Task requirements:
Will you transcribe the entries that follow, exactly and in full?

——

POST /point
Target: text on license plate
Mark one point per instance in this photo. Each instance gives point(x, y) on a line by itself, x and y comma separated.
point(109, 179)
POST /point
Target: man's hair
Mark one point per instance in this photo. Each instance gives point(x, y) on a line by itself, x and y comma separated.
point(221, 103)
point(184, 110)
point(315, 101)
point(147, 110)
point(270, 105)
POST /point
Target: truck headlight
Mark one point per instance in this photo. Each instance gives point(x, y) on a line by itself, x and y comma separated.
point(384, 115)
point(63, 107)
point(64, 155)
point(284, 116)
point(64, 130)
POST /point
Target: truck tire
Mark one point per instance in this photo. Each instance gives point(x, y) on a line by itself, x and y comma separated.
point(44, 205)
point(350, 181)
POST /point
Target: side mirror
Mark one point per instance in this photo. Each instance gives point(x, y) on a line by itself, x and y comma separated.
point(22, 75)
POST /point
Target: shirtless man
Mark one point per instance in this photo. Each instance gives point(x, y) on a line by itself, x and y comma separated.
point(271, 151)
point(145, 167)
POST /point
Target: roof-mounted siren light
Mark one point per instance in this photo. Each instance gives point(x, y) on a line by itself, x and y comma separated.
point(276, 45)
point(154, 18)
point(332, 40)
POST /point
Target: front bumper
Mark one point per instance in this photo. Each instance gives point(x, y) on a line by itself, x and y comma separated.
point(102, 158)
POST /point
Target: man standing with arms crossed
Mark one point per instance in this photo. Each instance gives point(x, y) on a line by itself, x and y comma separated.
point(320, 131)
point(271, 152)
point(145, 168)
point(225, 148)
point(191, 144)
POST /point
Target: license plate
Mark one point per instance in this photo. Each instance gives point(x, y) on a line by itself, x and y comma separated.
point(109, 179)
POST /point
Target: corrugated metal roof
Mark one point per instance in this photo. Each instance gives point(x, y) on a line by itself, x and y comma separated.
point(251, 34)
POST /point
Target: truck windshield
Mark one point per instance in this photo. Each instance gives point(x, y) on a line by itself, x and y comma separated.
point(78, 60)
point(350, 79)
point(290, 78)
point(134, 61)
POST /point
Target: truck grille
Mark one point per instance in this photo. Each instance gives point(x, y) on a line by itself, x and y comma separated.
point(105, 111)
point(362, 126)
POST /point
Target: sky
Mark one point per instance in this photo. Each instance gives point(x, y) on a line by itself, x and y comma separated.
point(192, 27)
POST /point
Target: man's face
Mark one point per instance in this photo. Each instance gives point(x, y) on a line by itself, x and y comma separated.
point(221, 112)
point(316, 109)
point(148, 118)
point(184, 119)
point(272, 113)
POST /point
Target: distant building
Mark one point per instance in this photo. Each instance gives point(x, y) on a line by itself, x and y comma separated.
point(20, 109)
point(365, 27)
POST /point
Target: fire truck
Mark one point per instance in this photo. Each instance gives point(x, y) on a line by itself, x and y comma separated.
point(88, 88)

——

The solution:
POST /point
Target: text on license plate
Mark one point per instance in this photo. Each instance gives point(x, y) on a line by itself, x and y comma separated.
point(109, 179)
POST /point
Target: man's hair
Mark one point per instance in this photo. Each instance gives point(x, y) on a line by itself, x and y comma separated.
point(221, 103)
point(184, 110)
point(315, 101)
point(147, 110)
point(270, 105)
POST /point
Target: truck headlight
Mark one point per instance in this photo. Each instance gives point(x, y) on a line by itself, x and y comma separated.
point(384, 115)
point(63, 107)
point(64, 155)
point(284, 116)
point(64, 130)
POST /point
Target: truck tire
Mark one point per instance in this photo. Each instance gives point(x, y) on a line by itself, x and y comma separated.
point(44, 205)
point(350, 181)
POST /point
Target: side mirror
Mark one point per instance in this photo. Each instance gives point(x, y) on a line by itself, x and y comma separated.
point(22, 75)
POST /point
Target: shirtless man
Mark one point per instance in this photo. Each instance gives point(x, y) on a line by itself, x and y comma separated.
point(271, 151)
point(145, 167)
POST /point
Target: roof-mounted siren light
Mark one point per instance in this photo. Each instance gives point(x, y) on a line by itself, x and y comma separated.
point(276, 45)
point(154, 18)
point(332, 40)
POST /point
Target: front bumper
Mark one point per instance in this photo. Each instance gives point(x, y) on a line by itself, x and y comma separated.
point(102, 158)
POST /point
Target: man standing with arms crossed
Mark one point per instance in this photo. Each instance gives point(x, y) on a line by itself, x and y comma separated.
point(320, 131)
point(271, 152)
point(145, 168)
point(225, 148)
point(191, 144)
POST /point
Target: license plate
Mark one point per instance in this photo. Each instance gives point(x, y) on a line by itself, x and y comma separated.
point(109, 179)
POST /point
Target: corrugated metal roof
Mark one point per instance in this photo. Each instance gives point(x, y) on a line by itself, x and y comma separated.
point(251, 34)
POST /point
Target: truck windshield
Mark one point per instance in this photo. Each instance gives point(x, y) on a line by itself, x and y comma separated.
point(78, 60)
point(350, 79)
point(290, 78)
point(134, 61)
POST /point
Target: truck grille
Mark one point per instance in this photo. Each instance gives point(x, y) on a line by itself, x and y comma separated.
point(105, 111)
point(362, 126)
POST /point
Target: sky
Mark one point per instance in this photo. Each instance gives point(x, y) on a line by itself, x and y comma separated.
point(192, 27)
POST /point
Target: man's face
Mark one point per instance in this photo. Each instance gives point(x, y) on a line by itself, x and y comma separated.
point(221, 112)
point(316, 109)
point(148, 118)
point(184, 119)
point(272, 113)
POST /point
Target: distant building
Mark one point per instance in this photo. Each instance gives point(x, y) on a line by itself, x and y comma separated.
point(20, 109)
point(365, 27)
POST /point
Target: fire truck
Mark one point per instance in this photo. Each instance gives point(x, y) on a line by itself, x and y comma separated.
point(88, 88)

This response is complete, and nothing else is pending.